== RECORDS SHOWN ==
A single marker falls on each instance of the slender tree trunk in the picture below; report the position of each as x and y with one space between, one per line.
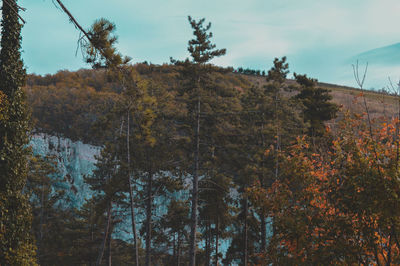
217 243
245 247
194 216
106 229
41 217
148 218
178 251
109 244
263 232
131 197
===
# EXERCISE AIM
Return every line of the data above unchanged, leaving out the picture.

# EXPECTED OUTPUT
A single marker falls on each instance of the slender tree trunk in the picture below; report the position of each as x and y with one space between, one per line.
217 243
245 247
194 216
106 229
41 217
148 218
178 251
109 244
263 232
131 197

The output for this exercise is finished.